__Extrait du texte__.
>>

Il y a vingt ans, sur un malentendu, le Franco-Suisse que je suis, vint s’établir dans la région parisienne. Dans mon esprit, je prenais définitivement pied sur la terre de Chateaubriand, de Flaubert, de Gounod, du professeur Jacques Monod et de tous les grands esprits qui, dans la plus parfaite liberté de penser, créer, dire, écrire ce qu’ils croyaient juste, important et légitime d’affirmer, ont contribué à la grandeur passée de la France. Quatre ans plus tard, je fuyais ce pays dont je me sentais de moins en moins citoyen. Ce pays devenu invivable par la faute d’une invasion migratoire de plus en plus insupportable, par la faute aussi d’une atmosphère générale irrespirable.
Car la France que je croyais un vaste espace d’intelligence et d’ouverture, permettant des débats peut-être houleux mais sans entrave, est redevenue la France de 1793, celle de la Terreur intellectuelle sur le chemin de la Terreur physique la plus crue. Pour comprendre que les méthodes que l’on eût attendues de l’URSS de Staline, de la Chine de Mao ou de quelque autre lieu où l’on étouffe non seulement la parole mais celui qui en est l’auteur ; pour comprendre que ces méthodes soient devenues les méthodes pratiquées en France, il convient d’entendre le vrai sens des trois mots sacrés : Liberté, Egalité, Fraternité.

<<

__Consignes__.
a – D'après l'extrait, combien de temps après l'installation dans la région parisienne le départ de France a-t-il eu lieu ?
b – Indiquez si chacune des affirmations suivantes concorde avec l'extrait, en répondant par oui ou par non et en citant les mots décisifs : (i) l'installation dans la région parisienne remonte à vingt ans ; (ii) l'extrait affirme que la France est redevenue celle de 1789 ; (iii) Flaubert figure parmi les noms cités.
c – Recopiez fidèlement le passage de l'extrait qui s'ouvre sur les mots contenant « Car la France » et se clôt sur « Liberté, Egalité, Fraternité. ».

Lignes d'un jeu de données:
>>

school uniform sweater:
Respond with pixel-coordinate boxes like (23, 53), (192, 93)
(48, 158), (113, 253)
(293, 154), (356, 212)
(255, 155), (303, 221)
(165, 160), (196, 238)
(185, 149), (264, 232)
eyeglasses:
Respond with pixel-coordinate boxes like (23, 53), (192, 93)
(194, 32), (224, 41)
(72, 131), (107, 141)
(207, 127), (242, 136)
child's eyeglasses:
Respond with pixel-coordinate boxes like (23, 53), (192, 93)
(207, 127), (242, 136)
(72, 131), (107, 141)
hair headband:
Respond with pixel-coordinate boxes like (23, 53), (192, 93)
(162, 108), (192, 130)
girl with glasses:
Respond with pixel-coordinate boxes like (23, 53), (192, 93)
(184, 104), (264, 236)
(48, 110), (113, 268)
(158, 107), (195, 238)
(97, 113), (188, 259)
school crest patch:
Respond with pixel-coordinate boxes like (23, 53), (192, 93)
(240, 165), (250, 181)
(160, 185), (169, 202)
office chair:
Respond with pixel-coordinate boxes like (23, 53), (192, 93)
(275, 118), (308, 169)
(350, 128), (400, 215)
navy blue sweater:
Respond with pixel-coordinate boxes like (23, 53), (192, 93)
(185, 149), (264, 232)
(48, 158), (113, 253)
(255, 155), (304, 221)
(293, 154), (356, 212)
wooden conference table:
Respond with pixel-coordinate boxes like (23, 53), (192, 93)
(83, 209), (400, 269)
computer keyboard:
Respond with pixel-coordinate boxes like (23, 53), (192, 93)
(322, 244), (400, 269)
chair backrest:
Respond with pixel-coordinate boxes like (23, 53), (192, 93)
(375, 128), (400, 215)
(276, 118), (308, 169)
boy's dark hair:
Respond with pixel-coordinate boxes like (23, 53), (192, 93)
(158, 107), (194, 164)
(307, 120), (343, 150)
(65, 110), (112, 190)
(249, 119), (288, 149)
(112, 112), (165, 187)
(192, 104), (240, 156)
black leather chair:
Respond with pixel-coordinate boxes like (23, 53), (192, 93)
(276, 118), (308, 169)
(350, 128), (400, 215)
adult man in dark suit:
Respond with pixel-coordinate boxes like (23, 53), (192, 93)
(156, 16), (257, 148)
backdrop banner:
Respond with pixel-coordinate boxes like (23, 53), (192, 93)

<<

__Corrigé de l'exercice__.
a – Quatre ans plus tard.

b –
(i) Oui : « Il y a vingt ans, sur un malentendu, le Franco-Suisse que je suis, vint s’établir dans la région parisienne. »
(ii) Non : « est redevenue la France de 1793 ».
(iii) Oui : « la terre de Chateaubriand, de Flaubert, de Gounod ».

c –
Car la France que je croyais un vaste espace d’intelligence et d’ouverture, permettant des débats peut-être houleux mais sans entrave, est redevenue la France de 1793, celle de la Terreur intellectuelle sur le chemin de la Terreur physique la plus crue. Pour comprendre que les méthodes que l’on eût attendues de l’URSS de Staline, de la Chine de Mao ou de quelque autre lieu où l’on étouffe non seulement la parole mais celui qui en est l’auteur ; pour comprendre que ces méthodes soient devenues les méthodes pratiquées en France, il convient d’entendre le vrai sens des trois mots sacrés : Liberté, Egalité, Fraternité.